- **RECORDS FOR THIS TASK**:
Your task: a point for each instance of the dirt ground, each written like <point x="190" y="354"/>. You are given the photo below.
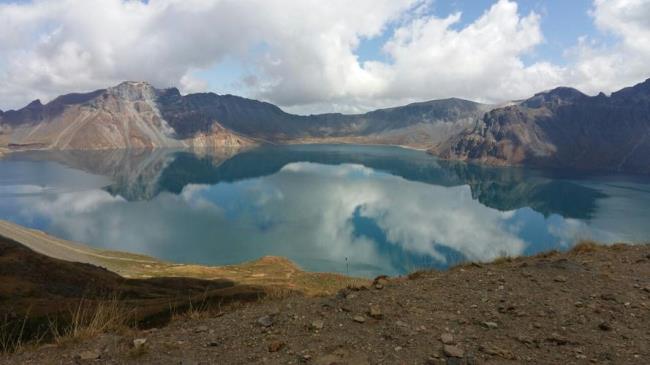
<point x="591" y="305"/>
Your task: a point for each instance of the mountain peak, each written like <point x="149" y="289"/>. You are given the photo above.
<point x="639" y="92"/>
<point x="559" y="95"/>
<point x="133" y="90"/>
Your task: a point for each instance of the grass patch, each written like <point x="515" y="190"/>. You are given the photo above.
<point x="92" y="318"/>
<point x="585" y="247"/>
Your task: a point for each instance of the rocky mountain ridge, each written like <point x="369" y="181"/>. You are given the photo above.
<point x="563" y="128"/>
<point x="558" y="128"/>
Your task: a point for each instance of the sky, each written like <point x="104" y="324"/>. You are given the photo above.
<point x="313" y="56"/>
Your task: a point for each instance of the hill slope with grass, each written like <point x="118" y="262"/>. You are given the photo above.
<point x="589" y="305"/>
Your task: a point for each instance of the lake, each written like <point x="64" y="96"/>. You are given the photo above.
<point x="362" y="210"/>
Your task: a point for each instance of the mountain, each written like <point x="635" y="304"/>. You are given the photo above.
<point x="563" y="128"/>
<point x="136" y="115"/>
<point x="126" y="116"/>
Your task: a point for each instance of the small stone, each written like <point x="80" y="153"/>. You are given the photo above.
<point x="560" y="279"/>
<point x="491" y="325"/>
<point x="604" y="326"/>
<point x="317" y="325"/>
<point x="265" y="321"/>
<point x="608" y="296"/>
<point x="497" y="351"/>
<point x="359" y="319"/>
<point x="89" y="355"/>
<point x="276" y="346"/>
<point x="375" y="312"/>
<point x="447" y="339"/>
<point x="138" y="343"/>
<point x="453" y="351"/>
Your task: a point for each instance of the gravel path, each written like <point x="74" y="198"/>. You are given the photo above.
<point x="587" y="306"/>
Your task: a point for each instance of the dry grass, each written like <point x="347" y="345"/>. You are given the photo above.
<point x="585" y="247"/>
<point x="11" y="334"/>
<point x="92" y="318"/>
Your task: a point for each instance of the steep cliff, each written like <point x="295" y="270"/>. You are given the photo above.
<point x="563" y="128"/>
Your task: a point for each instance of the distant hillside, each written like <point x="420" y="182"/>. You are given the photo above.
<point x="136" y="115"/>
<point x="563" y="128"/>
<point x="558" y="128"/>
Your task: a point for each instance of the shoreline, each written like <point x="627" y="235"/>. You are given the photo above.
<point x="587" y="305"/>
<point x="271" y="271"/>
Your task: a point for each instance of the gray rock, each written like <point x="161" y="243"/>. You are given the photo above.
<point x="447" y="339"/>
<point x="265" y="321"/>
<point x="453" y="351"/>
<point x="491" y="325"/>
<point x="560" y="279"/>
<point x="317" y="325"/>
<point x="604" y="326"/>
<point x="375" y="312"/>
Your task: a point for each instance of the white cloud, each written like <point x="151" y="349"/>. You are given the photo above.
<point x="607" y="67"/>
<point x="302" y="54"/>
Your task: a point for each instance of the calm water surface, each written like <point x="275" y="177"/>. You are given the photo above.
<point x="362" y="210"/>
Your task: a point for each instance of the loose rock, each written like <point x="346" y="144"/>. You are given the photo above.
<point x="491" y="325"/>
<point x="447" y="339"/>
<point x="89" y="355"/>
<point x="375" y="312"/>
<point x="138" y="343"/>
<point x="276" y="346"/>
<point x="265" y="321"/>
<point x="317" y="325"/>
<point x="604" y="326"/>
<point x="453" y="351"/>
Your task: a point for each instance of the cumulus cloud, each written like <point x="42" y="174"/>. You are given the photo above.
<point x="304" y="55"/>
<point x="599" y="66"/>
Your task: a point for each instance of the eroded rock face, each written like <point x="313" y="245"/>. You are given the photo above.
<point x="563" y="128"/>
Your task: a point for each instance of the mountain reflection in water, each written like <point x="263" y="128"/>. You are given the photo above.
<point x="387" y="210"/>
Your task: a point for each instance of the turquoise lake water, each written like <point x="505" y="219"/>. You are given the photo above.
<point x="362" y="210"/>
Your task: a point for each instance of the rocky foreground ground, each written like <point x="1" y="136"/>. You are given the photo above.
<point x="591" y="305"/>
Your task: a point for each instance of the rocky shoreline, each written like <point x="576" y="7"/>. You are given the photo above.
<point x="588" y="305"/>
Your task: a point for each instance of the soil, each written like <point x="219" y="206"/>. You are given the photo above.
<point x="589" y="305"/>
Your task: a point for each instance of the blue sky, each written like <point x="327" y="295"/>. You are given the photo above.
<point x="316" y="56"/>
<point x="563" y="22"/>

- **SHORT TASK**: Output the lines of the records above as a JSON list of strings, with one string per line and blank lines omitted. Leave the pictures out of the list.

- **EXERCISE RESPONSE**:
[
  "Your task: a point for each instance of the dirt ground, each written like <point x=\"190\" y=\"354\"/>. You are given the photo below.",
  "<point x=\"591\" y=\"305\"/>",
  "Your task: a point for each instance of the mountain peak, each written like <point x=\"149\" y=\"289\"/>. You are given the photo above.",
  "<point x=\"639\" y=\"92\"/>",
  "<point x=\"559\" y=\"95\"/>",
  "<point x=\"133\" y=\"90\"/>",
  "Your task: a point for each instance of the grass patch, each written like <point x=\"515\" y=\"190\"/>. You are given the photo above.",
  "<point x=\"92\" y=\"318\"/>",
  "<point x=\"585\" y=\"247\"/>",
  "Your task: a point for each instance of the rocky mountain ridge, each written like <point x=\"369\" y=\"181\"/>. You are given the photo above.",
  "<point x=\"563\" y=\"128\"/>",
  "<point x=\"558\" y=\"128\"/>",
  "Your task: a point for each instance of the sky, each written like <point x=\"104\" y=\"324\"/>. You are given the photo above.",
  "<point x=\"313\" y=\"56\"/>",
  "Your task: a point for each instance of the hill slope with grass, each written like <point x=\"118\" y=\"262\"/>. You are given the photo above.",
  "<point x=\"589\" y=\"305\"/>",
  "Your task: a point for each instance of the lake, each written like <point x=\"64\" y=\"96\"/>. You are given the photo above.",
  "<point x=\"362\" y=\"210\"/>",
  "Your task: a point for each instance of the mountain, each written like <point x=\"635\" y=\"304\"/>. You are given the photo above.",
  "<point x=\"563\" y=\"128\"/>",
  "<point x=\"136\" y=\"115\"/>",
  "<point x=\"126\" y=\"116\"/>",
  "Your task: a point for each instance of the small stone, each written like <point x=\"80\" y=\"153\"/>. You are given the photo above.",
  "<point x=\"560\" y=\"279\"/>",
  "<point x=\"491\" y=\"325\"/>",
  "<point x=\"604\" y=\"326\"/>",
  "<point x=\"317\" y=\"325\"/>",
  "<point x=\"265\" y=\"321\"/>",
  "<point x=\"608\" y=\"296\"/>",
  "<point x=\"497\" y=\"351\"/>",
  "<point x=\"359\" y=\"319\"/>",
  "<point x=\"89\" y=\"355\"/>",
  "<point x=\"276\" y=\"346\"/>",
  "<point x=\"375\" y=\"312\"/>",
  "<point x=\"447\" y=\"339\"/>",
  "<point x=\"138\" y=\"343\"/>",
  "<point x=\"453\" y=\"351\"/>",
  "Your task: a point for each instance of the gravel path, each written like <point x=\"74\" y=\"198\"/>. You are given the photo above.",
  "<point x=\"587\" y=\"306\"/>",
  "Your task: a point for each instance of the dry grass, each written like <point x=\"347\" y=\"345\"/>. You are given the photo above.",
  "<point x=\"585\" y=\"247\"/>",
  "<point x=\"11\" y=\"334\"/>",
  "<point x=\"92\" y=\"318\"/>",
  "Your task: a point for each instance of the steep cliff, each written like <point x=\"295\" y=\"270\"/>. You are given the photo above.",
  "<point x=\"563\" y=\"128\"/>",
  "Your task: a point for each instance of the distant hillside, each written like <point x=\"420\" y=\"182\"/>. You are given the photo above.",
  "<point x=\"136\" y=\"115\"/>",
  "<point x=\"563\" y=\"128\"/>",
  "<point x=\"558\" y=\"128\"/>",
  "Your task: a point for each instance of the shoreline, each written like <point x=\"627\" y=\"235\"/>. You are given the photo above.",
  "<point x=\"587\" y=\"305\"/>",
  "<point x=\"271\" y=\"271\"/>",
  "Your task: a point for each instance of the gray rock, each written like <point x=\"161\" y=\"243\"/>. You are given the photo above.",
  "<point x=\"447\" y=\"339\"/>",
  "<point x=\"265\" y=\"321\"/>",
  "<point x=\"453\" y=\"351\"/>",
  "<point x=\"491\" y=\"325\"/>",
  "<point x=\"560\" y=\"279\"/>",
  "<point x=\"317\" y=\"325\"/>",
  "<point x=\"604\" y=\"326\"/>",
  "<point x=\"375\" y=\"312\"/>",
  "Your task: a point for each instance of the white cloud, each written like <point x=\"151\" y=\"349\"/>. You are given the photo above.",
  "<point x=\"607\" y=\"67\"/>",
  "<point x=\"302\" y=\"54\"/>",
  "Your task: a point for each instance of the calm water surface, each written like <point x=\"275\" y=\"177\"/>. You are given the photo above.",
  "<point x=\"362\" y=\"210\"/>",
  "Your task: a point for each instance of the loose rock, each written like <point x=\"346\" y=\"144\"/>. You are given the photo above.",
  "<point x=\"491\" y=\"325\"/>",
  "<point x=\"447\" y=\"339\"/>",
  "<point x=\"89\" y=\"355\"/>",
  "<point x=\"375\" y=\"312\"/>",
  "<point x=\"138\" y=\"343\"/>",
  "<point x=\"276\" y=\"346\"/>",
  "<point x=\"265\" y=\"321\"/>",
  "<point x=\"317\" y=\"325\"/>",
  "<point x=\"604\" y=\"326\"/>",
  "<point x=\"453\" y=\"351\"/>",
  "Your task: a point for each instance of the cumulus cloud, each written like <point x=\"42\" y=\"174\"/>. You are given the photo above.",
  "<point x=\"304\" y=\"55\"/>",
  "<point x=\"599\" y=\"66\"/>",
  "Your task: a point for each instance of the eroded rock face, each written like <point x=\"313\" y=\"245\"/>. You are given the photo above.",
  "<point x=\"563\" y=\"128\"/>",
  "Your task: a point for each instance of the mountain reflection in water, each written like <point x=\"263\" y=\"128\"/>. You are given the photo above.",
  "<point x=\"387\" y=\"210\"/>",
  "Your task: a point for each instance of the turquoise lake water, each written like <point x=\"505\" y=\"219\"/>. You are given the photo above.",
  "<point x=\"362\" y=\"210\"/>",
  "Your task: a point for each instance of the rocky foreground ground, each written like <point x=\"1\" y=\"136\"/>. You are given the photo above.",
  "<point x=\"591\" y=\"305\"/>",
  "Your task: a point for each instance of the rocky shoreline, each written like <point x=\"576\" y=\"7\"/>. You are given the photo above.",
  "<point x=\"588\" y=\"305\"/>",
  "Your task: a point for each instance of the soil, each written like <point x=\"219\" y=\"206\"/>. You are given the photo above.",
  "<point x=\"589\" y=\"305\"/>",
  "Your task: a point for each instance of the blue sky, each written like <point x=\"327\" y=\"295\"/>. You are given the photo above.",
  "<point x=\"316\" y=\"56\"/>",
  "<point x=\"563\" y=\"22\"/>"
]